▸ Reading passage:
#####
Help with ppo config in multiagent env with complex observations

Hi everyone!

I’m experimenting with the new RLlib API stack (enable_rl_module_and_learner=True, enable_env_runner_and_connector_v2=True) and trying to train a multi-agent PPO setup. I use a custom environment with two types of agents: "pass" and "gruz". Here’s a minimal example of my config:

from ray.rllib.algorithms.ppo import PPOConfig
from ray.rllib.core.rl_module.multi_rl_module import MultiRLModuleSpec
from ray.rllib.core.rl_module.rl_module import RLModuleSpec
from ray.rllib.connectors.env_to_module import FlattenObservations
from ray.tune.registry import register_env
from env.dispatch_env_cubes_ray import DispatchEnvCubesRay

register_env('cubes_ray', lambda _: DispatchEnvCubesRay(render_mode='silent'))

config = (
    PPOConfig()
    .environment("cubes_ray")
    .multi_agent(
        policies={"pass", "gruz"},
        policy_mapping_fn=lambda aid, *args, **kwargs: "pass" if aid.startswith("pass") else "gruz",
        policies_to_train=["pass", "gruz"]
    )
#####
▸ Stated problem A: Condense the paragraph of the RLlib forum post that begins "I’m experimenting with the new RLlib API stack" into a short bulleted list that keeps its main facts.
▸ Stated problem B: According to the RLlib forum post, under what name is the custom environment registered?
▸ Stated problem C: Pick up the RLlib forum post from its last line and continue it.
The rows come from a different source than the RLlib forum post.
#####
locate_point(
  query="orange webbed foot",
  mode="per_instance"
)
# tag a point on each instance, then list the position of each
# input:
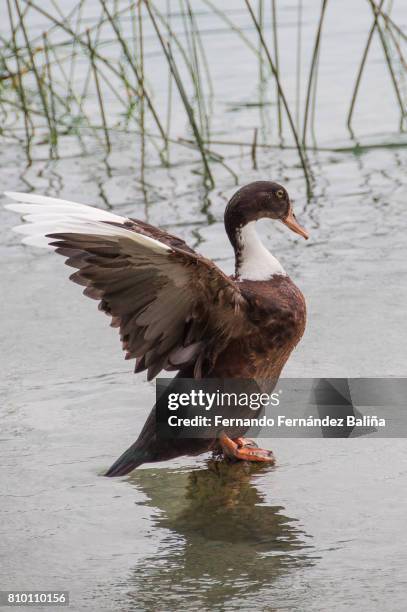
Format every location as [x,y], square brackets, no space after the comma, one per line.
[242,449]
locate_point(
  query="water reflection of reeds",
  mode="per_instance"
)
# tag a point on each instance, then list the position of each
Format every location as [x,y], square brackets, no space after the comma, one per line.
[97,51]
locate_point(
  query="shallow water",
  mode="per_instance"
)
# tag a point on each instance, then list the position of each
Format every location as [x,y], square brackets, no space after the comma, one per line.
#####
▸ Expected answer A:
- The new RLlib API stack is in use, with enable_rl_module_and_learner=True and enable_env_runner_and_connector_v2=True.
- The aim is to train a multi-agent PPO setup.
- A custom environment contains two agent types: "pass" and "gruz".
- A minimal example of the config is provided.

▸ Expected answer B: It is registered as 'cubes_ray'.

▸ Expected answer C:
    .rl_module(
        rl_module_spec=MultiRLModuleSpec(
            rl_module_specs={
                "pass": RLModuleSpec(),
                "gruz": RLModuleSpec()
            }
        )
    )
    .api_stack(
        enable_rl_module_and_learner=True,
        enable_env_runner_and_connector_v2=True,
    )
    .env_runners(
        env_to_module_connector=lambda env: FlattenObservations(multi_agent=True),
        num_envs_per_env_runner=1
    )
    .training(lr=0.0003)
    .resources(num_gpus=1)
)

algo = config.build_algo()

for i in range(5):
    try:
        result = algo.train()
        print(f"Iteration {i+1} completed successfully")
    except Exception as e:
        print(f"Error during iteration {i+1}: {str(e)}")
        break

Console Output

2025-04-11 08:49:27,739 WARNING algorithm_config.py:4704 -- You are running PPO on the new API stack! This is the new default behavior for this algorithm. If you don't want to use the new API stack, set `config.api_stack(enable_rl_module_and_learner=False,enable_env_runner_and_connector_v2=False)`. For a detailed migration guide, see here: https://docs.ray.io/en/master/rllib/new-api-stack-migration-guide.html
/virtual-dispatcher-environment-model/.venv/lib/python3.12/site-packages/ray/rllib/algorithms/algorithm.py:512: RayDeprecationWarning: This API is deprecated and may be removed in future Ray releases. You could suppress this warning by setting env variable PYTHONWARNINGS="ignore::DeprecationWarning"
`UnifiedLogger` will be removed in Ray 2.7.
  return UnifiedLogger(config, logdir, loggers=None)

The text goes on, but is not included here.